| Required work |
Which lines in the data below contain the string "black"? Pick out each of them, and treat uppercase and lowercase letters as different.

| Information supplied |

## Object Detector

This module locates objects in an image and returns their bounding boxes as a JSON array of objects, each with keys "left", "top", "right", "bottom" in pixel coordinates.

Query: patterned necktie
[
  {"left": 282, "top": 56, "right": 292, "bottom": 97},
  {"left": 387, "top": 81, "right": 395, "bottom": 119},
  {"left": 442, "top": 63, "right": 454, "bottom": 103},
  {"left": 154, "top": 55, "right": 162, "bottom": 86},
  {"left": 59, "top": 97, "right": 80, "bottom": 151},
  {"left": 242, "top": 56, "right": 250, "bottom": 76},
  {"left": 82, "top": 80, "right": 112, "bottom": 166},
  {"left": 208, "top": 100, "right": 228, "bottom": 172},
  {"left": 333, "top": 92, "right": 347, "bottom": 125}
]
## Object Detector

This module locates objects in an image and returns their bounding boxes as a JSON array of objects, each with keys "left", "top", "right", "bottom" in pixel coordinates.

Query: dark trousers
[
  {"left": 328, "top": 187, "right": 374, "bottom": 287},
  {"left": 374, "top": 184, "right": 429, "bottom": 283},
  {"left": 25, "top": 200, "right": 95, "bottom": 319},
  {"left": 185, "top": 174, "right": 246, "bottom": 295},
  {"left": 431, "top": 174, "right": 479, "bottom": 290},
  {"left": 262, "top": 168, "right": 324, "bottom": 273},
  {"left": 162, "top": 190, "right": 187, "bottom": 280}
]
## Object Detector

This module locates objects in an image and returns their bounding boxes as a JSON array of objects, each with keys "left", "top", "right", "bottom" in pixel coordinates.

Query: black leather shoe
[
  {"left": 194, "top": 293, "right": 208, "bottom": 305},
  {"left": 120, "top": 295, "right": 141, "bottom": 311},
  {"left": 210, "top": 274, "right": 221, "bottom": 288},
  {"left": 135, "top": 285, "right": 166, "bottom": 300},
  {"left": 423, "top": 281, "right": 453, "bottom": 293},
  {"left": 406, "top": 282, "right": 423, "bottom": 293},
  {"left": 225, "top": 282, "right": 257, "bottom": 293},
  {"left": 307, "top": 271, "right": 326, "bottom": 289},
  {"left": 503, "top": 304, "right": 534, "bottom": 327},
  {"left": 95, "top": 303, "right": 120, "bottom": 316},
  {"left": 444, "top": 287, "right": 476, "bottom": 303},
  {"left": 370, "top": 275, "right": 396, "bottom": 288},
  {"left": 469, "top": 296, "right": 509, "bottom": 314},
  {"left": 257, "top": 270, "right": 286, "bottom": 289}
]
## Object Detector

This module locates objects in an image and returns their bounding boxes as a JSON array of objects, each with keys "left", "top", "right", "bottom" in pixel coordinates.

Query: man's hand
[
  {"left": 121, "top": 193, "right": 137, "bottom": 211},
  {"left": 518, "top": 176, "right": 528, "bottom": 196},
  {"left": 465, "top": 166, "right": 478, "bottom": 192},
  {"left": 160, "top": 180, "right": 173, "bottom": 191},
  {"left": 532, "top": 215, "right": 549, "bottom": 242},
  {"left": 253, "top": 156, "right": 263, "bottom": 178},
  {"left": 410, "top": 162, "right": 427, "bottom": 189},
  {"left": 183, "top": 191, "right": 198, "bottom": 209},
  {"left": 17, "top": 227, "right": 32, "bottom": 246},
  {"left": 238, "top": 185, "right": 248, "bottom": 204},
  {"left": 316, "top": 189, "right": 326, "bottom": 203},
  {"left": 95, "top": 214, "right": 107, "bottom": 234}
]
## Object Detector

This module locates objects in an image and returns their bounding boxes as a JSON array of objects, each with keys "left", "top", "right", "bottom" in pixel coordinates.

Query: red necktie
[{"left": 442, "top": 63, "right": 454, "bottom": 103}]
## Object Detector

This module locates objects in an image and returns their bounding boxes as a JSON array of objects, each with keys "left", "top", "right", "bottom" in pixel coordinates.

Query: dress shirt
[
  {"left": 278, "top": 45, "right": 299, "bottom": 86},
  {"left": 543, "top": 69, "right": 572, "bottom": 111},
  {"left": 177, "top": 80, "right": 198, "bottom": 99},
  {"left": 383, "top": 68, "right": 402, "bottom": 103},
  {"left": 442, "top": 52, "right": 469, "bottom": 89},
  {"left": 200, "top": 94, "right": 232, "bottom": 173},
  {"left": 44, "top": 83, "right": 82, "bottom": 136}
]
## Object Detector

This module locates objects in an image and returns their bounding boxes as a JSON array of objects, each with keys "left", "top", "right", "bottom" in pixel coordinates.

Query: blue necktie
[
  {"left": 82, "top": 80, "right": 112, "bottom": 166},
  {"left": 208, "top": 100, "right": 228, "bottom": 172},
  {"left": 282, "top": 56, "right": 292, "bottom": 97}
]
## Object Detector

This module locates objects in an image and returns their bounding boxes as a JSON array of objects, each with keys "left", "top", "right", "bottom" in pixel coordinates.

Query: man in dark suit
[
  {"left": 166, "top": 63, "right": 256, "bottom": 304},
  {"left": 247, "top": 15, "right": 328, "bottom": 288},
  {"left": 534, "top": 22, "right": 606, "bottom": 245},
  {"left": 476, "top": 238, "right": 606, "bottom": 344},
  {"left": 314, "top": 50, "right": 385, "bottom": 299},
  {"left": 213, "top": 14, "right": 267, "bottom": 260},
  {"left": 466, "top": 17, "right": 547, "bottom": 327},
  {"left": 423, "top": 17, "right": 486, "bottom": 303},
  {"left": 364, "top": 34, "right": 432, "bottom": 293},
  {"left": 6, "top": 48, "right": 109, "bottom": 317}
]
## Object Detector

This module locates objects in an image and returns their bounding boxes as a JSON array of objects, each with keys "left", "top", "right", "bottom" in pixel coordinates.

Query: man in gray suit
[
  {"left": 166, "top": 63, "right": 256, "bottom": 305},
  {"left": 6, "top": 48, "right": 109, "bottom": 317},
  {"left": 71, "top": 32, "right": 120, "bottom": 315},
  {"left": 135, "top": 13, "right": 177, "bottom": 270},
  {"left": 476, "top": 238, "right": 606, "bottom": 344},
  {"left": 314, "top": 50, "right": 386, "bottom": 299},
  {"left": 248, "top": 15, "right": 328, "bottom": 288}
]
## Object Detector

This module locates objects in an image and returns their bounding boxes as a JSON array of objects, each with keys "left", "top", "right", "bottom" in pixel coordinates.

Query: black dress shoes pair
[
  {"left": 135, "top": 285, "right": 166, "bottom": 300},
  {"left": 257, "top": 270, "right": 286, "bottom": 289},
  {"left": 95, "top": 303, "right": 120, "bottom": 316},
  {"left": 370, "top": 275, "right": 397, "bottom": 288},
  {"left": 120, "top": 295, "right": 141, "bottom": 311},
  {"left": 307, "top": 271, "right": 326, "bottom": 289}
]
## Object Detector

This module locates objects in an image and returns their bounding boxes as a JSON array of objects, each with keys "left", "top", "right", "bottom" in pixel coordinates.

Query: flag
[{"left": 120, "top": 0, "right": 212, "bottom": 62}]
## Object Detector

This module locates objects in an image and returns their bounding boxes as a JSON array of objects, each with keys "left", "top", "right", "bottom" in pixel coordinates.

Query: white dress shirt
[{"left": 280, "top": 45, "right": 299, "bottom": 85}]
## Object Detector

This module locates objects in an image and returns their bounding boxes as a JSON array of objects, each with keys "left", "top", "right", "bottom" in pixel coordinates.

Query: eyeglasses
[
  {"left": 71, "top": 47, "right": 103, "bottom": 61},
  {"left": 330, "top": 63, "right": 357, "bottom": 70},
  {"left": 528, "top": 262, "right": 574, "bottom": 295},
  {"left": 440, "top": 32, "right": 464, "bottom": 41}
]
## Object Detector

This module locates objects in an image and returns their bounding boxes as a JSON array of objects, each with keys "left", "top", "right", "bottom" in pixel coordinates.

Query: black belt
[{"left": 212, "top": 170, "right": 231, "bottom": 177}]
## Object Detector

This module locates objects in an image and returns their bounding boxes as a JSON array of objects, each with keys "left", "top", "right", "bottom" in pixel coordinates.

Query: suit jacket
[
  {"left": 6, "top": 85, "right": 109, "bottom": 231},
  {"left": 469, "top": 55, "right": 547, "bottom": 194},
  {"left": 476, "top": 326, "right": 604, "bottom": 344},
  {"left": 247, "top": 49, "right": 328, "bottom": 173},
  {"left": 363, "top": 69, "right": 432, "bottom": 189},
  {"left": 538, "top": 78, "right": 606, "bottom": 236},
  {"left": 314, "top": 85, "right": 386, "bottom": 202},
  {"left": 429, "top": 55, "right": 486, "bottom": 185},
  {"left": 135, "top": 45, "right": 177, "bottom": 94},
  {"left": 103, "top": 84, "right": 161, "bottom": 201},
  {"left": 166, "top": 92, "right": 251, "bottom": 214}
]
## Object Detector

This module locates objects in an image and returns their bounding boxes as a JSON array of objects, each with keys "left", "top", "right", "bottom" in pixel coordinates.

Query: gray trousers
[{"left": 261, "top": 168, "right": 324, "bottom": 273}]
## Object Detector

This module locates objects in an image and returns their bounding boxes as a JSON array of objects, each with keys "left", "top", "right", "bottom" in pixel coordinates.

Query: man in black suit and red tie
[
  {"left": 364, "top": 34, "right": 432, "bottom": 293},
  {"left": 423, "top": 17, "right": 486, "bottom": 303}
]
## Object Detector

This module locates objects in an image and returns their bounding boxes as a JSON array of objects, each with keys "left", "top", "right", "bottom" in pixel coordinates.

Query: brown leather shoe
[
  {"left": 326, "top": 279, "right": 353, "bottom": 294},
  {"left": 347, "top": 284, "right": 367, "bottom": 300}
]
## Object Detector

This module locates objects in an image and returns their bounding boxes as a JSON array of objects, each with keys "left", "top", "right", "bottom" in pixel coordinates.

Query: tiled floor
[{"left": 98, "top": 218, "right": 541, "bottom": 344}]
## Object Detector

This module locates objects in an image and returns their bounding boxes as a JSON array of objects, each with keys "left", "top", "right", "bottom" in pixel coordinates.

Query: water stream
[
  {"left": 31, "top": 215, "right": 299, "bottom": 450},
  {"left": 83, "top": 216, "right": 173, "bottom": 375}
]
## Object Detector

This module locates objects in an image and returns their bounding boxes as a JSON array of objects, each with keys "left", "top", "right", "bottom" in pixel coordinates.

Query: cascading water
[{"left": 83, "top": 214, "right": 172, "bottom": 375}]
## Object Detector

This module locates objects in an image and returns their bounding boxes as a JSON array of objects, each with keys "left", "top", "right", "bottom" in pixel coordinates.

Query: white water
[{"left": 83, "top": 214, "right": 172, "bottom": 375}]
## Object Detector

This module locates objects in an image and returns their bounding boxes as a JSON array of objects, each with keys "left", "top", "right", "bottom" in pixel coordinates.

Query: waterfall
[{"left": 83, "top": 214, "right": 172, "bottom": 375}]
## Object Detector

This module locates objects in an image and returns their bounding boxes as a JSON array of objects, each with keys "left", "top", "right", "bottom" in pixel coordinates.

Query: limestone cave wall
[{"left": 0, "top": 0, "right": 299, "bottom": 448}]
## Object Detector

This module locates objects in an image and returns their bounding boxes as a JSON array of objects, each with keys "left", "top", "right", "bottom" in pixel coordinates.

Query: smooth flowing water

| Result for this task |
Query: black leather shoe
Query: black dress shoes pair
Query: black belt
Query: man in black suit and red tie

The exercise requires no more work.